[Selected passage]:
= = = = = = =

Following the Norman Conquest, the "king's peace" had extended to refer to "the normal and general safeguard of public order" in the realm, although specially granted peaces continued to be given after this period. Under the Leges Edwardi Confessoris (Laws of Edward the Confessor), the four great highways of the realm (the Roman roads of Watling Street, Icknield Street, Ermine Street, and Fosse Way) as well as navigable rivers were also under the king's peace. The Leges Edwardi Confessoris provided that the weeks for Christmas, Easter, and Pentecost were under the king's peace as well. Maitland commented that the king's peace had begun to "swallow up lesser peaces" such as the peaces of local lords of the manor. For example, roads other than the four great Roman roads were formerly under the sheriffs' peace, but by the end of the 14th century had been brought under the king's peace.

A breach of the king's peace could be either a crime or a tort; one who breached the king's peace could be pursued by an appeal of felony or writ of trespass (brought by the victim of the breach) or by an indictment of felony or indictment of trespass (brought on behalf of the king, frequently at the request of the victim). One who breached the king's peace was subject to punishment for both the breach and for the underlying conduct, which could be in the form of a fine, forfeiture, imprisonment, corporal punishment, or capital punishment.

The Charter of Henry I, issued upon Henry's coronation in 1100, stated: "I establish a lasting peace throughout the whole of my kingdom and command that it henceforth be maintained." Historian John Hudson had commented that Henry I's cornational declaration of peace was non-specific, but did emphasize "the association of both the ideals and the practical enforcement of good order with firm kingship" as characterized by, among other things, an expansion of royal judicial activity. Hudson writes: "Thus the later precise legal notion of the king's peace may have developed more from ideas of the general king's peace, as manifest perhaps in shrieval grants and Henry's coronation decree, than from specific grants of royal protection."

= = = = = = =

[Data extract]:
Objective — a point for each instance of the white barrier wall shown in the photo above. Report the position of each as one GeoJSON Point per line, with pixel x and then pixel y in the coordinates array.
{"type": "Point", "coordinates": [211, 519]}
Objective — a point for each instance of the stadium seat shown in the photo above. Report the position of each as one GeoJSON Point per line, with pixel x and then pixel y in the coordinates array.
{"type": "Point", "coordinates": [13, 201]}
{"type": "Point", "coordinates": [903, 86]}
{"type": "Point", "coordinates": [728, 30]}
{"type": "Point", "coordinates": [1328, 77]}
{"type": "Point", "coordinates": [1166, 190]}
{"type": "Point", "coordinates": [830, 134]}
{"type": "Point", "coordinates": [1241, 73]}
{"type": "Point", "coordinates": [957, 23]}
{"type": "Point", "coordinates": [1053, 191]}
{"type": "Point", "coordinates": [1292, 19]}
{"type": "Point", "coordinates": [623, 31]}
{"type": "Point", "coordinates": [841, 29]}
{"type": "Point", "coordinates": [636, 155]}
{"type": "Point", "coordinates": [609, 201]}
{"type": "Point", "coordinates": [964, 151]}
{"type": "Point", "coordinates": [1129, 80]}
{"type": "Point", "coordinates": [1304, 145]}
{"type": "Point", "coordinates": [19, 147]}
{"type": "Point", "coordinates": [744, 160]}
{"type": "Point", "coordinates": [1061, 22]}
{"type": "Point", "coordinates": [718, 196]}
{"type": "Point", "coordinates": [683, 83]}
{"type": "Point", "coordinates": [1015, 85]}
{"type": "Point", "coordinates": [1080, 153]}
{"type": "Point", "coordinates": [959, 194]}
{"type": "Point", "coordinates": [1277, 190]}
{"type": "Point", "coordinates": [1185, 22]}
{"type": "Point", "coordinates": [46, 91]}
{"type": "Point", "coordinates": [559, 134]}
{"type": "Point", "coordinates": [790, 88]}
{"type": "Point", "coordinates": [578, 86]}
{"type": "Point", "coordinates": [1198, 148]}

= = = = = = =

[Set of tasks]:
[1] Rewrite the passage on the king's peace from the words "Following the Norman" through the words "brought under the king's peace.", putting "kingdom" in place of "realm".
[2] In the passage on the king's peace, turn the paragraph beginning "A breach of the king's peace could be either a crime or a tort" into a bulleted list that keeps its main facts.
[3] Decide whether each statement agrees with the passage on the king's peace. Answer yes or no, and quote the deciding words.
(a) The Charter of Henry I was issued in 1100.
(b) By the end of the 14th century, roads other than the four great Roman roads were still under the sheriffs' peace.
(c) Under the Leges Edwardi Confessoris, the week of Pentecost was under the king's peace.

[Responses to the exercise]:
[1]
Following the Norman Conquest, the "king's peace" had extended to refer to "the normal and general safeguard of public order" in the kingdom, although specially granted peaces continued to be given after this period. Under the Leges Edwardi Confessoris (Laws of Edward the Confessor), the four great highways of the kingdom (the Roman roads of Watling Street, Icknield Street, Ermine Street, and Fosse Way) as well as navigable rivers were also under the king's peace. The Leges Edwardi Confessoris provided that the weeks for Christmas, Easter, and Pentecost were under the king's peace as well. Maitland commented that the king's peace had begun to "swallow up lesser peaces" such as the peaces of local lords of the manor. For example, roads other than the four great Roman roads were formerly under the sheriffs' peace, but by the end of the 14th century had been brought under the king's peace.

[2]
- A breach of the king's peace could be a crime or a tort.
- The victim could pursue the offender by an appeal of felony or a writ of trespass.
- On the king's behalf, often at the victim's request, the offender could be pursued by an indictment of felony or an indictment of trespass.
- The offender could be punished both for the breach and for the underlying conduct.
- Punishment could take the form of a fine, forfeiture, imprisonment, corporal punishment, or capital punishment.

[3]
(a) Yes: "issued upon Henry's coronation in 1100"
(b) No: "by the end of the 14th century had been brought under the king's peace"
(c) Yes: "the weeks for Christmas, Easter, and Pentecost were under the king's peace as well"